* What is asked
Collect every line in the listing below that contains the word "fruit". Copy each of those lines unchanged.

* Supplied information
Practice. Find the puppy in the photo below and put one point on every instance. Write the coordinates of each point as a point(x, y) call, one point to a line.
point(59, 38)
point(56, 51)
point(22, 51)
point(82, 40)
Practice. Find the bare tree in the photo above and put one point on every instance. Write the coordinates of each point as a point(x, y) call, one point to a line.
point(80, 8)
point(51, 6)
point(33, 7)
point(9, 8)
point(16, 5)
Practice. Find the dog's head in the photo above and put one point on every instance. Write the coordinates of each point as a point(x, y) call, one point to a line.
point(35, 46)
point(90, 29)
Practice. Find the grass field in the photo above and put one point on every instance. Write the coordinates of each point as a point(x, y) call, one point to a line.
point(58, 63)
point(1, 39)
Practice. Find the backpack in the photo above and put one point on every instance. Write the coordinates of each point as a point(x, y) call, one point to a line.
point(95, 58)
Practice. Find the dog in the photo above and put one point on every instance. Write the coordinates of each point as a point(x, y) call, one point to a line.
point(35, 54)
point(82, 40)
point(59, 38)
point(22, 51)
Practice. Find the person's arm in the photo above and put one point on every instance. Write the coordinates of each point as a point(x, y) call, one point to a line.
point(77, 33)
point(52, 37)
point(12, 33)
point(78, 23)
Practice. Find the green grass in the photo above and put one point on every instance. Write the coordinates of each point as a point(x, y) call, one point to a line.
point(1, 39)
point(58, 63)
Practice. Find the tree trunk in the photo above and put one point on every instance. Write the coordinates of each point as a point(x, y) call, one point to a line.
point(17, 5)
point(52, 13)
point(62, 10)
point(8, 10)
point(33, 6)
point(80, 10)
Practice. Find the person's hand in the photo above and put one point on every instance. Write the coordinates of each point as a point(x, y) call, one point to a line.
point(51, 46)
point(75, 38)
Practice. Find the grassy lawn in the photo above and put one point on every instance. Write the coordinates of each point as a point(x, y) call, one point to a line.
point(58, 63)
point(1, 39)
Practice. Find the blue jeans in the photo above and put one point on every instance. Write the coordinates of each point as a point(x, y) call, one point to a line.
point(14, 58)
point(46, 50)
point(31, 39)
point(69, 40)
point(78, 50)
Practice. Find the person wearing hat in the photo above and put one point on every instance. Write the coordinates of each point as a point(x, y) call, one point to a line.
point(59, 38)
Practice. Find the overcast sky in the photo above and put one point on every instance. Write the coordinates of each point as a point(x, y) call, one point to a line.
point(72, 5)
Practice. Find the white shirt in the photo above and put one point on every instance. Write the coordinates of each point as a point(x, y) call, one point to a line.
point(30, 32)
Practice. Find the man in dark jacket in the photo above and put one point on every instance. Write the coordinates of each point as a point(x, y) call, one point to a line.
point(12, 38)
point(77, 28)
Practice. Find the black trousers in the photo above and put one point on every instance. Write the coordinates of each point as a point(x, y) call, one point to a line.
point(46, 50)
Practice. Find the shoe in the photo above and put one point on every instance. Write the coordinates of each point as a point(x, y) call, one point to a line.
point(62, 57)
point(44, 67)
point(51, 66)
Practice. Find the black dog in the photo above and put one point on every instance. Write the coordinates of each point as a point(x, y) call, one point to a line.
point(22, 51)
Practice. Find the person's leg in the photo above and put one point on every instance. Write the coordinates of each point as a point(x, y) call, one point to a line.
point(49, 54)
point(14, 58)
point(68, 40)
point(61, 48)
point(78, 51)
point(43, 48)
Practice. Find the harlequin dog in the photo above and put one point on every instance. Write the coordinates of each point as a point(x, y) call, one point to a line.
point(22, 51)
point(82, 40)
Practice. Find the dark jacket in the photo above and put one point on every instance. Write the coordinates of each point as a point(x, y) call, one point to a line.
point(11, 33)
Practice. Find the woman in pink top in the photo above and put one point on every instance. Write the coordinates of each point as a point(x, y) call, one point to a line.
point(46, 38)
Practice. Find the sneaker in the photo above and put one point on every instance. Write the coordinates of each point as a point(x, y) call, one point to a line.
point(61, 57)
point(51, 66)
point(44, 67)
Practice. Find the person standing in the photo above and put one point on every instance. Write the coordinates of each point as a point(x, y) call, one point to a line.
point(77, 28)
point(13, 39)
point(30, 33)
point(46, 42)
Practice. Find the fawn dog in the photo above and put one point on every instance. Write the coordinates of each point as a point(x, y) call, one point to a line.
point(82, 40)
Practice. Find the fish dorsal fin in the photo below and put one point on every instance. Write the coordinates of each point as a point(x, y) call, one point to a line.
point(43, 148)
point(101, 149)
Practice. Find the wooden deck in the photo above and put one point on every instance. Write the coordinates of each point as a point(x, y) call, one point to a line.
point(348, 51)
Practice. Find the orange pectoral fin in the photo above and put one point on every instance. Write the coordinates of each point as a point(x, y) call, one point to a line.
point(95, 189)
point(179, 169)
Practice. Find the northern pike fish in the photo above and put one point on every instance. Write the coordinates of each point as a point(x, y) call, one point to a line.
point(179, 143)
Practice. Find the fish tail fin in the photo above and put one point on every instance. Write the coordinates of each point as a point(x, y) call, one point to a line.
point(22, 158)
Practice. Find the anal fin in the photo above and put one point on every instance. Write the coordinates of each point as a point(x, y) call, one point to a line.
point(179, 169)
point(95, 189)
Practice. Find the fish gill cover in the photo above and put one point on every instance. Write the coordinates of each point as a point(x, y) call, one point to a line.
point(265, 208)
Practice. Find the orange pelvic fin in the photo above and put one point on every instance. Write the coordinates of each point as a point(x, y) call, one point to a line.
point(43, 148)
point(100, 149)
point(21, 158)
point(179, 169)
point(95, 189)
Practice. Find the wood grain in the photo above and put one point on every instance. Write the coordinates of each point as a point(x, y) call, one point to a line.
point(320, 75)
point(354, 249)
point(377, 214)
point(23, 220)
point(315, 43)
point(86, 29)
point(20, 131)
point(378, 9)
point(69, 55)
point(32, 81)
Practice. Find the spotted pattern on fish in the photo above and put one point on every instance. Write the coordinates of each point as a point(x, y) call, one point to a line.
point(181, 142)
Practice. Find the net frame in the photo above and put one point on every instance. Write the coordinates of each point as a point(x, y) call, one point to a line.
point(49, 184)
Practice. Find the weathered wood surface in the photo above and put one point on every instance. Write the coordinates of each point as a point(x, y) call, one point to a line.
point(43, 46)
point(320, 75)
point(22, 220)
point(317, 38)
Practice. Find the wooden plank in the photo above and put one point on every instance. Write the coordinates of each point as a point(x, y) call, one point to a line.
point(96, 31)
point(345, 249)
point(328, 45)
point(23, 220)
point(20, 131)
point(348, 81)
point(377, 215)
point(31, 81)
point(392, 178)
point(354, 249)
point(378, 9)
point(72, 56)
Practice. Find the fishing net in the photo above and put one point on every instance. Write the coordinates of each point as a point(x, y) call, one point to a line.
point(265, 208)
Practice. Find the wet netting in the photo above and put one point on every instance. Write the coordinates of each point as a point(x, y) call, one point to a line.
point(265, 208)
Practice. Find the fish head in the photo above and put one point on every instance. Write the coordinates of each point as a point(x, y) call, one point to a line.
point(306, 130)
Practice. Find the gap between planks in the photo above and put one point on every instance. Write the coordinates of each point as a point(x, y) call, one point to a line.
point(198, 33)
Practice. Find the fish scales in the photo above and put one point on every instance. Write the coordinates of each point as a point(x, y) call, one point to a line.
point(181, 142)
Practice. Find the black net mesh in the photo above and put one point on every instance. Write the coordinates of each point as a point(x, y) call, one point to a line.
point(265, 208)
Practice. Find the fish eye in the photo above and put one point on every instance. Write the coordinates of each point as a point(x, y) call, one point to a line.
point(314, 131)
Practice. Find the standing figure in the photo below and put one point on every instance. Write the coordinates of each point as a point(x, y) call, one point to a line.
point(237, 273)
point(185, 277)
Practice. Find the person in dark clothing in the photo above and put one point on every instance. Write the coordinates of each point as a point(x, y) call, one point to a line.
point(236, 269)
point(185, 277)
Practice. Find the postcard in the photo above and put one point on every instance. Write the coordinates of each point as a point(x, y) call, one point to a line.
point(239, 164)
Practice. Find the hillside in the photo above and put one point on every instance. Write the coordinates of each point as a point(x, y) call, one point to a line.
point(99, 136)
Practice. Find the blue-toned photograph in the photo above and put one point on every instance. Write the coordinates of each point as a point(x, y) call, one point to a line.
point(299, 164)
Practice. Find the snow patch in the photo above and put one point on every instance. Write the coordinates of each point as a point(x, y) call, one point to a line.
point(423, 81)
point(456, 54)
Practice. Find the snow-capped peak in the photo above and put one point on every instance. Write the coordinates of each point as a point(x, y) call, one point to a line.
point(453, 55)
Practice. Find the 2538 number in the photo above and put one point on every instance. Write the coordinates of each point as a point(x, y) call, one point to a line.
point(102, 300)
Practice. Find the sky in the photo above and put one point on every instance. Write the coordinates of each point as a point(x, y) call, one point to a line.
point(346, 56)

--

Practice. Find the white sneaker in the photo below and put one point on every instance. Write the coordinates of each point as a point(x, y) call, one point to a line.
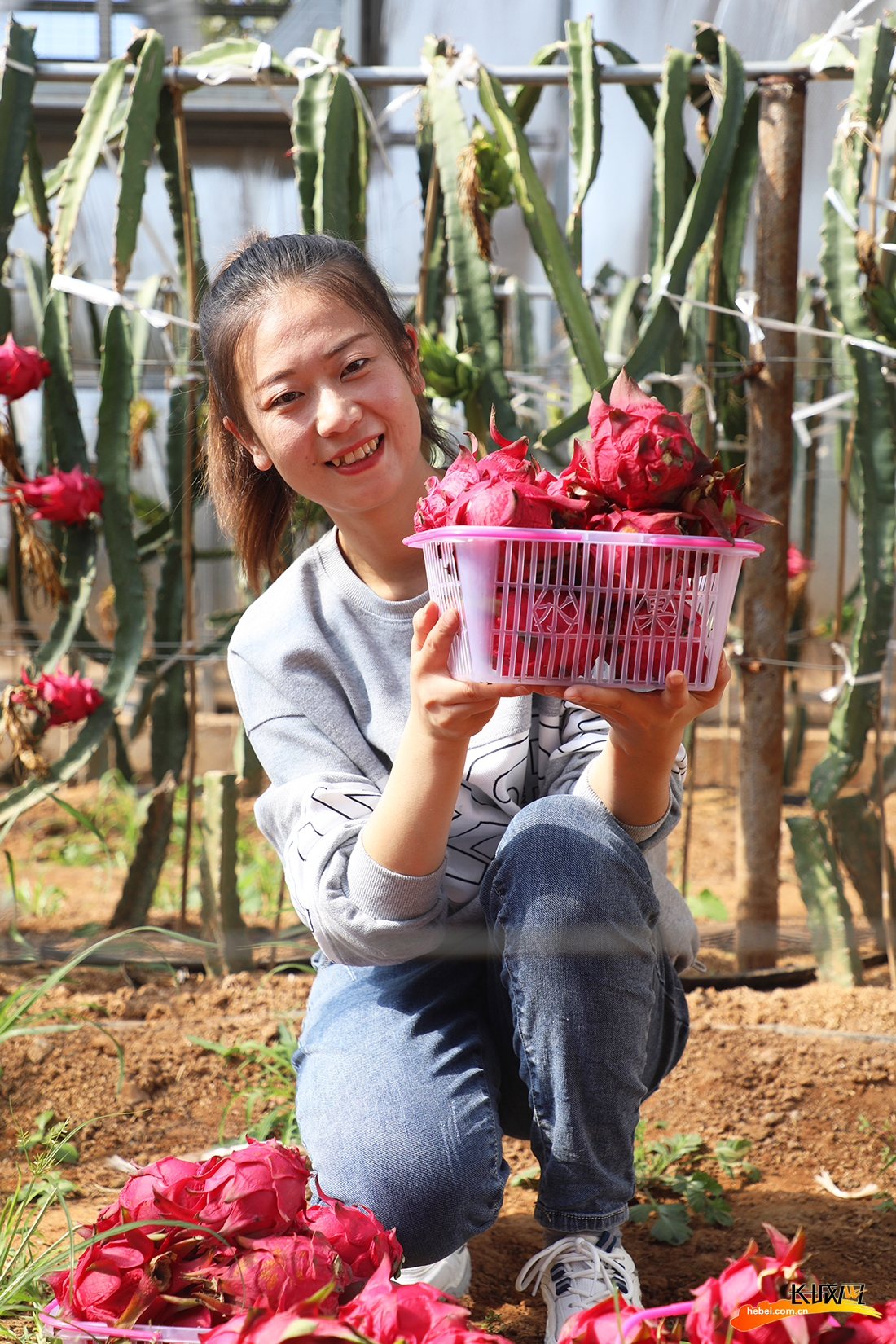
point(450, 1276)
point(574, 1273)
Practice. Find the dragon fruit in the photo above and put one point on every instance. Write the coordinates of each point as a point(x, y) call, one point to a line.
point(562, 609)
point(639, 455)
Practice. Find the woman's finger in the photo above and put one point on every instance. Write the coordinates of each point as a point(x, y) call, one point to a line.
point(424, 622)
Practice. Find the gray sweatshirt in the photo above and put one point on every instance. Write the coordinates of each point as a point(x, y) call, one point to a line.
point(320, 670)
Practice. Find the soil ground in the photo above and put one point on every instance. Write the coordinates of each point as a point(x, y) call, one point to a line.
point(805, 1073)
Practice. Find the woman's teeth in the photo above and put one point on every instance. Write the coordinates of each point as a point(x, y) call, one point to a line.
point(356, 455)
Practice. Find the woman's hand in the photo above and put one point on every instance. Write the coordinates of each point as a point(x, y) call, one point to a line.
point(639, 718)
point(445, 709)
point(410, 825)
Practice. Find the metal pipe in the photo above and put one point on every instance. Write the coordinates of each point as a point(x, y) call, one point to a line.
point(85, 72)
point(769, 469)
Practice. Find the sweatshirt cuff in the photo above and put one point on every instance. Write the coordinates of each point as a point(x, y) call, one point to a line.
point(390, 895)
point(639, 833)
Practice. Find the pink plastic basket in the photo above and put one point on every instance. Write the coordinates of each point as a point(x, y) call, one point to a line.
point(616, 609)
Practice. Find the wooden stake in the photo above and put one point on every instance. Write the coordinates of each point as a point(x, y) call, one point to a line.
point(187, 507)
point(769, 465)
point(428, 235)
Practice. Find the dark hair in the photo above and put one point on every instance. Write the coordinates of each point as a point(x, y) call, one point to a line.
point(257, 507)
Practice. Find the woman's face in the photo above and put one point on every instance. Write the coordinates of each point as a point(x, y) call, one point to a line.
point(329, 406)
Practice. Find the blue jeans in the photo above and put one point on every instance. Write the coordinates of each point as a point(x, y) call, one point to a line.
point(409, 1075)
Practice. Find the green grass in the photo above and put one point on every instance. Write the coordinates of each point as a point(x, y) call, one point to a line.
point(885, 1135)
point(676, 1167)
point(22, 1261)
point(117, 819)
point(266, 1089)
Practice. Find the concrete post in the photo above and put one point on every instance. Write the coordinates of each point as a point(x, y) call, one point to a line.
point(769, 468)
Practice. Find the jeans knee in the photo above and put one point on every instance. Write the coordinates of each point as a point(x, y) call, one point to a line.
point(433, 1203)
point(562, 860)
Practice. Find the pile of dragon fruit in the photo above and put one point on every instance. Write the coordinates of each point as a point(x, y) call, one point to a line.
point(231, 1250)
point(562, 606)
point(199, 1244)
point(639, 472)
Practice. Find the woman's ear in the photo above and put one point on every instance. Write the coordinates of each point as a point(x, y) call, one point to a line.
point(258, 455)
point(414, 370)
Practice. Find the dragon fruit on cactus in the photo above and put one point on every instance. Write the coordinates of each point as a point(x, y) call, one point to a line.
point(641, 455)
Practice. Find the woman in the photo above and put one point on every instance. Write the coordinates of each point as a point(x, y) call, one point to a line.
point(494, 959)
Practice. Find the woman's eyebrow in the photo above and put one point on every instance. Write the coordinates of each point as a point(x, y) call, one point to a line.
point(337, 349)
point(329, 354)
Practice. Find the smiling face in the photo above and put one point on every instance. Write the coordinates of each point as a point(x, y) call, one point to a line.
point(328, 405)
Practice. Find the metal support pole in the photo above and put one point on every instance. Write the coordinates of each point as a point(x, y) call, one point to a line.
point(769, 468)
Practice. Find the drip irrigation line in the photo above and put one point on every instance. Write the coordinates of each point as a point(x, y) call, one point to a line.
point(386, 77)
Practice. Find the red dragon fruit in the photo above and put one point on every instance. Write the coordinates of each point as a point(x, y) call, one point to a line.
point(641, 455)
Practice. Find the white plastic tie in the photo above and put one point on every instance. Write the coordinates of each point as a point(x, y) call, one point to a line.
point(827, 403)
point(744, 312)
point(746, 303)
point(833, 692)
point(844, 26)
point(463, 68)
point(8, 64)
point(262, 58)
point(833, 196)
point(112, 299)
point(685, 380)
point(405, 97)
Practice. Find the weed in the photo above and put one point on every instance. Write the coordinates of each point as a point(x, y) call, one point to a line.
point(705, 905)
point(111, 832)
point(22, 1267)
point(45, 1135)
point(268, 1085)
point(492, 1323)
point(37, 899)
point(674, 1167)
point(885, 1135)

* * *

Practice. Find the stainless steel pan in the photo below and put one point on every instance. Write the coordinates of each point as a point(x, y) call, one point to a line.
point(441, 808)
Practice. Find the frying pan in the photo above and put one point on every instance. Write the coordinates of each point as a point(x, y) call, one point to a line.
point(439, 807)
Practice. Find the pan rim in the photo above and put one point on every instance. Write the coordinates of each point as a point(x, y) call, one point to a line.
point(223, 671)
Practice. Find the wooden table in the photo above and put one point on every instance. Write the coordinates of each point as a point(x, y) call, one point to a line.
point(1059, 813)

* Worked solution
Practice. Find the dragon fruit in the photo above and put one point on every instance. Write the coordinates of each point as a point(x, y) call, one point to a line.
Practice. Find the pile of dragon fruit in the photo above and put one point on every instance. Write the coordinates of each point as a point(x, y) call, one point to a line.
Practice. Find the dragon fruit on cactus in the photo above and put one point on every instance. Write the coordinates of each point as a point(x, y) call, one point to a line.
Practice. Find the red dragon fruit in the photo above and put one point on every instance. Write the coordinates of each point as a point(x, y) call, one point to a line.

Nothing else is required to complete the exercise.